### SET PROBLEM
Extend the iris plotting tutorial below, picking up right after its last sentence.

### SELECTED EXCERPT
We kept the scatterplot, but distinguished different species by color. To further differentiate points, we also changed the shape of the points and made them depend on species. In other words, we doubly encoded the species information in both the shape and color of the points in the scatterplot.

Suppose we don’t want all the species on the same plot. Versicolor and virginica flowers are intermixed, making them difficult to distinguish in the plot. We may try to create three plots side-by-side by changing the settings of a function called par(), which controls how plots are created. The following code does so:

width_range <- range(iris$Sepal.Width)
length_range <- range(iris$Sepal.Length)
# Manually split into three datasets
iris_setosa <- subset(iris, subset = Species == "setosa")
iris_versicolor <- subset(iris, subset = Species == "versicolor")
iris_virginica <- subset(iris, subset = Species == "virginica")
# The par function controls plotting parameters like margin size, borders,
# and many others. For this purpose, we would like to use margin to allow us
# to plot multiple plots, specifically in a 1x3 grid. The parameter we can
# set with par to control this is mfrow, which we set with a length 2 vector
# with the first coordinate being the number of rows, and the second
# coordinate being the number of columns. First, save the current par
# settings:
old_par <- par()
# Now, change the settings
par(mfrow = c(1, 3))
# After setting this way, we call plots as usual, but when they are made
# they will be added to the 1x3 graphic left-to-right, top-to-bottom.  I
# also use formula notation to create the plot here. To make a (x,y) plot,
# use y ~ x.
plot(Sepal.Width ~ Sepal.Length, data = iris_setosa, ylim = width_range, xlim = length_range, 
    main = "setosa")
plot(Sepal.Width ~ Sepal.Length, data = iris_versicolor, ylim = width_range, 
    xlim = length_range, main = "versicolor")
plot(Sepal.Width ~ Sepal.Length, data = iris_virginica, ylim = width_range, 
    xlim = length_range, main = "virginica")

# You should reset par to its original settings once done, or you will
# continue to get plots using these settings, which may not be what you
# want.
par(old_par)

## Warning in par(old_par): graphical parameter "cin" cannot be set

## Warning in par(old_par): graphical parameter "cra" cannot be set

## Warning in par(old_par): graphical parameter "csi" cannot be set

## Warning in par(old_par): graphical parameter "cxy" cannot be set

## Warning in par(old_par): graphical parameter "din" cannot be set

## Warning in par(old_par): graphical parameter "page" cannot be set

Now, suppose that a third variable we wish to plot is numerical rather than categorical. We may use a bubbleplot to do so, where we create a scatterplot but each point in the scatterplot is a circle with area representing the value of a third variable. (Note that the third variable must be encoded by area, not diameter! This is because people percieve area, not diameter, and using diameter to encode information rather than area will create plots that are confusing and misleading.) We can create a bubble chart in R by making the cex parameter in plot(), which controls the size of points, dependant on one of the variables in the data set.

### MATERIAL SUPPLIED
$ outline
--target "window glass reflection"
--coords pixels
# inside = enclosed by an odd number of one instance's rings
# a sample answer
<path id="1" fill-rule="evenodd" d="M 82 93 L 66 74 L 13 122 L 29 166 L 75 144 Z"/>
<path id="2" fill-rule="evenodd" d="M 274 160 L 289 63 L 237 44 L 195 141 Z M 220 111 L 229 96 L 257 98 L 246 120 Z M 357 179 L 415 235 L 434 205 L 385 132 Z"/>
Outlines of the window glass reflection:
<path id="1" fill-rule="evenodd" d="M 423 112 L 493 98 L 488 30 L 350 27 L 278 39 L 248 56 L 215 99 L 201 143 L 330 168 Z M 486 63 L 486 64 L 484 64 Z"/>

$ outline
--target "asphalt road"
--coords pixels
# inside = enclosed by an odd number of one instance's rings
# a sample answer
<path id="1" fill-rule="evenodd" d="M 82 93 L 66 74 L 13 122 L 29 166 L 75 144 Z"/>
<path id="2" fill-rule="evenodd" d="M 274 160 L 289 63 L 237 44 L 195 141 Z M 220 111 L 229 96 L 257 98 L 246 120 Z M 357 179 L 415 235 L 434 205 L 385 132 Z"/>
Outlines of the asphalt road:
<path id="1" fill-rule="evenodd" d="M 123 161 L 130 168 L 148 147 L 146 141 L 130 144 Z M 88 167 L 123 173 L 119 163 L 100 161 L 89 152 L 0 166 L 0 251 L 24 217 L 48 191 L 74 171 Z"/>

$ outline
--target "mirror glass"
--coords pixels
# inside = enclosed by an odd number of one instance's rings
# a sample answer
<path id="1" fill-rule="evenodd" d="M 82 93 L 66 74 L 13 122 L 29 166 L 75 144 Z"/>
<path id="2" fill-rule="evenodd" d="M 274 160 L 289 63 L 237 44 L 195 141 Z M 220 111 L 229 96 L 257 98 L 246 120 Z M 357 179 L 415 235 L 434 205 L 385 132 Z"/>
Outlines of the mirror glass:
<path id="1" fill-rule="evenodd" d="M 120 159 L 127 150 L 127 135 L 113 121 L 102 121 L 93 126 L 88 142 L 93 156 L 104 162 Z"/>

### FINAL RESULT
The following plot is a bubbleplot that shows states average teacher salary, average total SAT score, and encodes the percentage of SAT takers as the area of the bubbles.

# The SAT data is in UsingR
library(UsingR)
plot(total ~ salary, data = SAT,
     # filled circles
     pch = 16,
     # rgb is a function for creating colors via RGB values. The alpha parameter controls transparency. I make the circles semi-transparent.
     col=rgb(red = 0, green = 0, blue = 0, alpha = 0.250),
     # cex controls the size (length) of the points. The following makes the points' area dependant on the perc variable in SAT, with division by 10 just to keep sizes under control
     cex = sqrt(perc/10))

So far, we have seen ways to visualize three variables together, basing our graphics on scatterplots. What about data sets with more than three variables?

A scatterplot matrix creates multiple scatterplots in a grid (matrix), each showing a different combination of variables. The variables become the rows and columns of the matrix, and the plot in a particular row and column of the matrix represents a particular combination of the variables.

The pairs() function will create scatterplot matrices. The first argument passed to it is a data frame containing the data to be plotted, and other parameters can change details about how the plot is made. I create a scatterplot matrix for the iris dataset below.

pairs(iris[c("Sepal.Length", "Sepal.Width", "Petal.Length", "Petal.Width")],
      # Make color depend on species
      col = iris$Species)

Another way to visualize multivariate data is with a parallel coordinate plot. This plot will display variables as vertical axis lines and data points as lines connecting the axes. The point where a data point line intersects an axis represents the value of that variable for that data point.

The parcoord() function (in the MASS package) creates parallel coordinate plots. The first argument is a data frame containing the data to be plotted, and other parameters control other features of the resulting plot. An example for the iris data is shown below.

library(MASS)
parcoord(iris[c("Sepal.Length", "Sepal.Width", "Petal.Length", "Petal.Width")], 
    col = iris$Species)

A heatmap is a matrix where the rows are data points, columns are variables, and in each cell of the matrix the value of a variable for an observation is represented in color. The hue or intensity of the color depends on the value of the variable.

The heatmap() function will create heatmaps in R. The first argument is the numeric matrix with the data to plot. I create a heatmap for the mtcars data set below.

heatmap(as.matrix(mtcars), Rowv = NA, Colv = NA)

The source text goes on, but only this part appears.